--- Extract provided ---
The demise of long-term population monitoring

Posted by Margaret Stanley @mc_stanley1

“Is there any evidence that an introduced insect – other than a social insect – has caused the decline of a native species in New Zealand?”

A feeling of total frustration and helplessness came over me when I heard those words – while standing before an EPA panel deciding whether to allow a generalist insect predator into New Zealand for biocontrol of a crop pest.

The answer to this is “no”. The frustration comes from the fact that we have no evidence, because there is no long-term monitoring of native insect populations in New Zealand. The Dept. of Conservation (DoC) may have data for a few threatened species (perhaps wetapunga?), but not for common insect species – those that might follow the fate of the passenger pigeon if an additional invasive predator is the thing that tips the balance for that population. The example I gave the EPA in answer to that question was anecdotal – the decline of our native mantis as a result of the invasive South African mantis. There’s certainly no long-term population monitoring that has picked up the demise of the native mantis.

The lack of long-term monitoring for non-charismatic species (e.g. bees) has also been lamented in Europe lately, where a massive decline of insects in Germany over the last few decades has been detected by the Krefeld Entomological Society: a group of mostly amateur entomologists, recording insects since 1905. They have recorded declines of up to 80% since the early 1980s – that’s a lot of bird food (if you care only for vertebrates!).

biodviersity weather station

Plans for long-term biodiversity monitoring in Germany (Vogel 2007)

Changes in science funding over the last few decades, and the vagaries of politics, means that long-term population monitoring is no longer ‘sexy’ and not worthy of funding (‘Cinderella Science’: unloved and underpaid). These types of datasets are difficult to maintain because they exceed cycles of funding and government administration. In New Zealand we now lament the loss of amazing datasets that have provided the foundation and impetus for some amazing science around ecology, conservation and pest control: e.g. the Orongorongo Valley dataset, and the long term monitoring of wasps, pests and birds in Nelson.

beech seed

Seedfall of hinau and hard beech trees in the Orongorongo Valley 1968-1991 (Fitzgerald & Gibb 2001)

DoC and some councils do undertake regular biodiversity monitoring where they can, but on a reduced number of taxa (usually birds and vegetation), not often at a population level (except for threatened species), and the data are often held within these organisations, rather than open access sites. Some scientists also try to sneak in a long-term monitoring project where their (often unfunded) time and resources allow.

Instead, community groups in New Zealand, those groups undertaking pest control and restoring ecosystems, are taking up the slack in long-term ecological monitoring. At least for vegetation and birds, they are the ones undertaking regular and long-term monitoring via vegetation plots and bird counts. There is also the rise of citizen science – with large numbers of people recording biodiversity: counting kereru and garden birds. Although scientists are doing what they can to give community groups technical advice, and make citizen science more robust, will the data being collected be robust enough to understand how disturbance, invasion, and climate change are affecting biodiversity? Community restoration often takes place primarily where people are (close to urban centres), and restoration projects are dominated by lowland coastal forest ecosystems. Hardly representative of New Zealand’s ecosystems.
--- Data ---
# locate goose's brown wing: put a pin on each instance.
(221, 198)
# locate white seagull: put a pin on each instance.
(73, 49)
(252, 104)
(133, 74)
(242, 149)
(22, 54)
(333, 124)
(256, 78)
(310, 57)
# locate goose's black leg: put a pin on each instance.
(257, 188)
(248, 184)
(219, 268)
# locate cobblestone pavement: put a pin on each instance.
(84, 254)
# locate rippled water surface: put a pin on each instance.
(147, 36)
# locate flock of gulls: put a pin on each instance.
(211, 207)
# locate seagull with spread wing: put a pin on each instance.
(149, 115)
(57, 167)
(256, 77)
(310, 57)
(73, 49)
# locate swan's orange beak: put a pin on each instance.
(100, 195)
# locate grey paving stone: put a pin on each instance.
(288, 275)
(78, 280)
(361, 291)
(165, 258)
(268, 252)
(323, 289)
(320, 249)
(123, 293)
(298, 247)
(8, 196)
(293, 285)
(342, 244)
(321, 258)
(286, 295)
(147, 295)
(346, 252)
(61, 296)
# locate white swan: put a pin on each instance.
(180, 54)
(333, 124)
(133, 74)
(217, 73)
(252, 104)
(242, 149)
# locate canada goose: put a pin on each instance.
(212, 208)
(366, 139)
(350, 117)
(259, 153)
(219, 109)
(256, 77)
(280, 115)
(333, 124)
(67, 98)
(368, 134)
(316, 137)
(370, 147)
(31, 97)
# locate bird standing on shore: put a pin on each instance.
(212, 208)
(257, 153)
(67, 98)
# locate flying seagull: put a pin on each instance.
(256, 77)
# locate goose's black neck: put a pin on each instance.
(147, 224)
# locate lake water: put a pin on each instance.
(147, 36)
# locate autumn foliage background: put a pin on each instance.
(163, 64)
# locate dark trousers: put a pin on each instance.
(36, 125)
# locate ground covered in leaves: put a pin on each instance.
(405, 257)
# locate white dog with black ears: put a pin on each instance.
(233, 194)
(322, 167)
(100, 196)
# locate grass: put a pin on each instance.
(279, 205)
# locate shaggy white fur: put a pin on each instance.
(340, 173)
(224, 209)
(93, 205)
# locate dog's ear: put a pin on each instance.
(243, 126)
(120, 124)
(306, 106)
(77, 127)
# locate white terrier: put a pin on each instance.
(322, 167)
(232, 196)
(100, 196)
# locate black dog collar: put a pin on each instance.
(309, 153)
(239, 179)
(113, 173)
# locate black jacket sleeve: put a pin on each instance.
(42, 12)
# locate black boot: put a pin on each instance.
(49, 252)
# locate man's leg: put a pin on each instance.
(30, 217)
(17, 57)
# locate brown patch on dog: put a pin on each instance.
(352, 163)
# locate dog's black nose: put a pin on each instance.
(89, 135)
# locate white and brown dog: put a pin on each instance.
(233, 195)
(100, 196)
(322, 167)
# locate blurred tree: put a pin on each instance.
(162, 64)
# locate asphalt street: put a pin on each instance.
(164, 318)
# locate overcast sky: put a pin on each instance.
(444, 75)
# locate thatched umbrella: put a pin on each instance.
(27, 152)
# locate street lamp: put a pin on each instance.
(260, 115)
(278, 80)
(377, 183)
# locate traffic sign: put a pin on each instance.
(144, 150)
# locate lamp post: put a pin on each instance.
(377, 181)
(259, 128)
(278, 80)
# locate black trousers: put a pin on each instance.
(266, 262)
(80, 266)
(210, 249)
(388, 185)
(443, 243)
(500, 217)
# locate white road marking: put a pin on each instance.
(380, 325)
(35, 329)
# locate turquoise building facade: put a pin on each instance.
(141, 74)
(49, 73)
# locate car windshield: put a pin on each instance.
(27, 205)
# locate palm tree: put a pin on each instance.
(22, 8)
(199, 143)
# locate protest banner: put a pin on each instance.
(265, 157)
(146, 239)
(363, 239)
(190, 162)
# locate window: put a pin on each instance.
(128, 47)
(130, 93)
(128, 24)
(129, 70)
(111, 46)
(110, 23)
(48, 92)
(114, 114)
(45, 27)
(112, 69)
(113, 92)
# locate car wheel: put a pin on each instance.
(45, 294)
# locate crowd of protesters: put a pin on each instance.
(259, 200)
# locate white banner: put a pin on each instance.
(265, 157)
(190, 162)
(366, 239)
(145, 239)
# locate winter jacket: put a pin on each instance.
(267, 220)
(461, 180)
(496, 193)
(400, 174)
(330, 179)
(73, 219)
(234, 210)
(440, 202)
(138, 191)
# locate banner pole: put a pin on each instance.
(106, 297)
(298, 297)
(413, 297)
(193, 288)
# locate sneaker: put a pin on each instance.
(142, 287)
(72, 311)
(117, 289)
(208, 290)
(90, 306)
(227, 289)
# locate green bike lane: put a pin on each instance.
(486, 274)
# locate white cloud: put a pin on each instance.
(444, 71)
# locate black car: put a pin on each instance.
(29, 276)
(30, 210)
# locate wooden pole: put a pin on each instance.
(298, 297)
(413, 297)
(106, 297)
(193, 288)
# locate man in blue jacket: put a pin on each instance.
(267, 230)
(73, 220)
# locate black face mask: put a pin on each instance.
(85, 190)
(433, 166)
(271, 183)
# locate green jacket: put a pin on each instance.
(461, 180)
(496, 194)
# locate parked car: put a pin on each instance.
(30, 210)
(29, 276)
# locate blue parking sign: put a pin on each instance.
---
**Task requirements**: Turn the paragraph of the post on long-term population monitoring that begins "Changes in science funding" into a short bulleted list that keeps its main facts. The entries have no connection to the text.

**Expected answer**:
- Shifts in science funding over recent decades, along with the vagaries of politics, have left long-term population monitoring unfashionable and seen as unworthy of funding ("Cinderella Science": unloved and underpaid).
- Such datasets are hard to maintain because they outlast cycles of funding and government administration.
- New Zealand now laments the loss of datasets that underpinned important work in ecology, conservation and pest control. Examples include the Orongorongo Valley dataset and the long-term monitoring of wasps, pests and birds in Nelson.